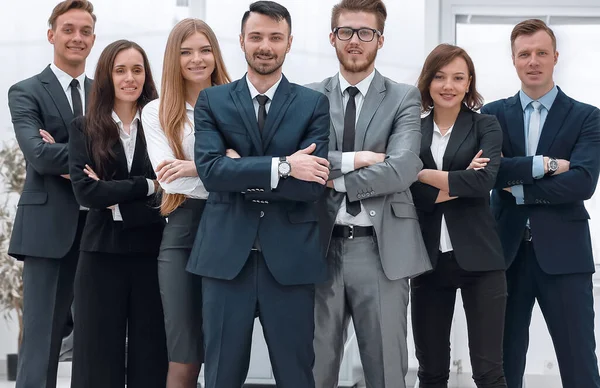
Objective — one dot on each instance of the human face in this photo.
(197, 59)
(356, 56)
(128, 76)
(534, 58)
(265, 42)
(73, 38)
(450, 85)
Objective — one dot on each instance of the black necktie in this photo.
(352, 208)
(76, 98)
(262, 110)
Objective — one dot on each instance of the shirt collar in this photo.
(546, 100)
(269, 93)
(362, 86)
(64, 79)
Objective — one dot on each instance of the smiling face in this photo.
(197, 59)
(73, 38)
(128, 76)
(450, 85)
(265, 43)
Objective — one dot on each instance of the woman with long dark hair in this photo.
(192, 62)
(116, 284)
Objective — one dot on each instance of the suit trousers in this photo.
(567, 303)
(433, 296)
(285, 313)
(359, 289)
(47, 298)
(117, 295)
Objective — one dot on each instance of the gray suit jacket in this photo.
(390, 123)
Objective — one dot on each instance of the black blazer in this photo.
(47, 215)
(142, 225)
(471, 226)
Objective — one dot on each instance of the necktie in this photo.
(534, 128)
(352, 208)
(76, 98)
(262, 110)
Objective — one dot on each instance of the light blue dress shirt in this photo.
(538, 160)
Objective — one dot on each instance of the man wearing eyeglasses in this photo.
(369, 223)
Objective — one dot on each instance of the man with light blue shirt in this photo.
(550, 165)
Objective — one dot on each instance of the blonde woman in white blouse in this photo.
(192, 62)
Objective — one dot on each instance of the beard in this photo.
(264, 68)
(354, 65)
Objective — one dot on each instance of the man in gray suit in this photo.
(369, 223)
(48, 223)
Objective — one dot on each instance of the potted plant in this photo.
(12, 176)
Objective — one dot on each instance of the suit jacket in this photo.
(241, 205)
(471, 226)
(388, 123)
(47, 213)
(553, 204)
(142, 225)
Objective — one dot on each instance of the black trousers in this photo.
(567, 303)
(47, 298)
(484, 299)
(287, 317)
(117, 295)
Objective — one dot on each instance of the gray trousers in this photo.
(359, 289)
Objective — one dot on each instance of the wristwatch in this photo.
(285, 168)
(552, 166)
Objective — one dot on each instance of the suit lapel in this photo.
(516, 128)
(282, 98)
(556, 116)
(462, 126)
(56, 92)
(374, 96)
(241, 98)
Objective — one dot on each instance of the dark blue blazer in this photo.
(553, 204)
(241, 204)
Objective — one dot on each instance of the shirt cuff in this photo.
(347, 162)
(150, 187)
(517, 192)
(537, 167)
(339, 184)
(274, 173)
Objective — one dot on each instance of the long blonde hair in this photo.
(172, 112)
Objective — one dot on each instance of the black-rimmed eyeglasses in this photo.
(365, 34)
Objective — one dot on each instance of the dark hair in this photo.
(101, 130)
(67, 5)
(375, 7)
(530, 27)
(271, 9)
(442, 55)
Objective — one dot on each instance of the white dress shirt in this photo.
(438, 148)
(128, 141)
(343, 217)
(269, 93)
(159, 150)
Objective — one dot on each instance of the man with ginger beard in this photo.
(369, 224)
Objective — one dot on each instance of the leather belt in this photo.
(351, 231)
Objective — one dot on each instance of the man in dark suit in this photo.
(261, 144)
(550, 166)
(48, 223)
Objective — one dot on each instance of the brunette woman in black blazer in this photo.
(116, 284)
(460, 150)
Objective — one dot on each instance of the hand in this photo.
(91, 173)
(307, 167)
(47, 137)
(367, 158)
(231, 153)
(169, 170)
(478, 162)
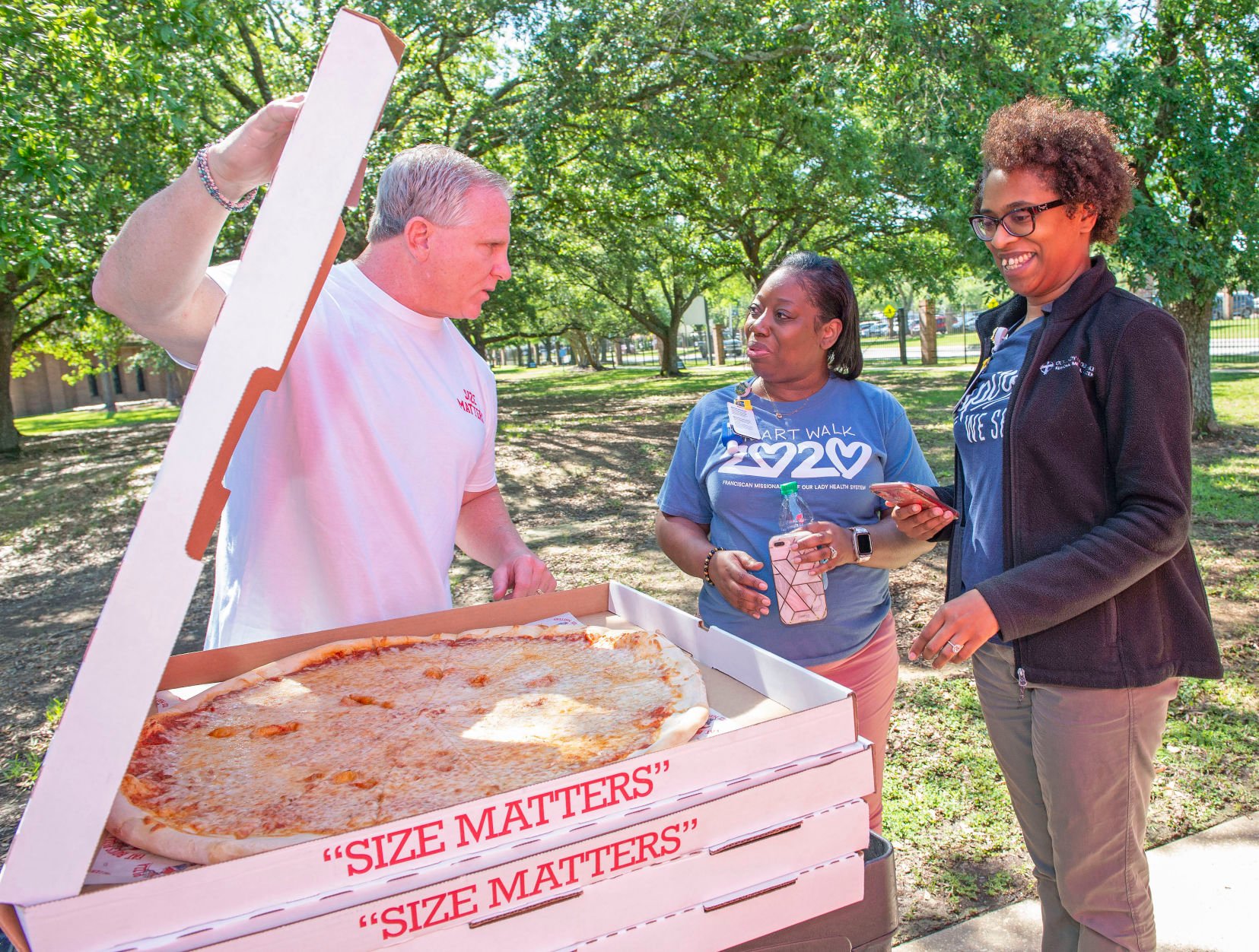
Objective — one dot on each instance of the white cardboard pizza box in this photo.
(719, 922)
(768, 829)
(291, 247)
(786, 714)
(790, 722)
━━━━━━━━
### Short task
Take the listing and print it again exactly, but without any pictures.

### Solution to this task
Objective — one dot on each instance of the human face in this photo.
(197, 59)
(356, 56)
(128, 76)
(534, 58)
(265, 42)
(73, 38)
(450, 85)
Objective — one dot on each instance of the black necktie in this photo.
(352, 208)
(76, 98)
(262, 110)
Objective — one dot on each instance of the shirt collar in this photo.
(546, 100)
(269, 93)
(362, 86)
(64, 79)
Objective — one dot on each instance of the smiling face in this photo.
(197, 59)
(73, 38)
(128, 76)
(450, 85)
(265, 43)
Objective — one dot on each instance of the woman with long dark hair in this photo.
(192, 62)
(116, 284)
Objective — one dot on each instance of the suit trousers in this photo.
(567, 303)
(433, 296)
(285, 313)
(359, 289)
(47, 298)
(117, 295)
Objective — one dot on each instance of the gray suit jacket in this photo.
(390, 123)
Objective — one dot on each instance of the black blazer in this photo.
(47, 215)
(142, 225)
(471, 226)
Objective — one dot on each instance of the necktie in this photo.
(534, 128)
(352, 208)
(76, 98)
(262, 110)
Objective — one dot on each instance of the light blue dress shirt in this photo.
(538, 160)
Objective — one dot on each instance of the man wearing eyeglasses in this photo.
(369, 223)
Objective — one dot on each instance of the man with light blue shirt in this photo.
(550, 165)
Objective — one dot on each instance of the blonde woman in white blouse in this photo.
(192, 62)
Objective — one dot on each instance of the beard in this photo.
(264, 68)
(354, 65)
Objective — one dot on each instance of the man in gray suit in this photo.
(369, 223)
(48, 223)
Objective — one dot on each instance of the potted plant in this photo.
(12, 176)
Objective — one dot on each instance of the suit jacket in this photo.
(241, 205)
(471, 226)
(388, 123)
(47, 213)
(553, 204)
(142, 225)
Objective — one dot on each instance of the black trousers in this photo.
(567, 303)
(47, 298)
(484, 299)
(287, 317)
(117, 295)
Objective — one dot on each instance of the gray trousers in this photo.
(359, 289)
Objective — one dot on each instance of the wristwatch in this photo.
(285, 168)
(552, 166)
Objective — one dot on each instance of the suit lapel in this photo.
(516, 128)
(282, 98)
(556, 116)
(462, 126)
(56, 92)
(374, 96)
(241, 98)
Objective — one dot on each instance of the dark blue blazer in this photo.
(553, 204)
(241, 204)
Objective — one dot on each instance of the shirt cuff in this photo.
(347, 162)
(150, 187)
(517, 192)
(537, 167)
(339, 184)
(274, 173)
Objective — one dot on each instance of the long blonde hair in this photo.
(172, 112)
Objective — one dot on each instance of the black-rimmed eyeglasses in this photo.
(365, 34)
Objective — one dot on each instance of the dark hair in this photo.
(101, 130)
(67, 5)
(375, 7)
(530, 27)
(271, 9)
(442, 55)
Objective — one dot on each instance of the white dress shirt in this photo.
(438, 148)
(128, 141)
(343, 217)
(269, 93)
(159, 150)
Objective — one dot on each instance of the man with ginger beard in this photo.
(369, 224)
Objective — one dot on each instance of the leather belt in this photo.
(351, 231)
Objective — one dot on each instance of the man in dark suit in this photo.
(261, 144)
(550, 166)
(48, 223)
Objective — one dot on each instance of the brunette woman in black blazer in this photo.
(116, 284)
(460, 150)
Objective — one dot on each instance of the hand in this photo.
(91, 173)
(307, 167)
(47, 137)
(367, 158)
(231, 153)
(169, 170)
(478, 162)
Objective — one dot on each instance of the white cardboard pizza box in this photo.
(719, 922)
(768, 829)
(291, 247)
(786, 714)
(790, 722)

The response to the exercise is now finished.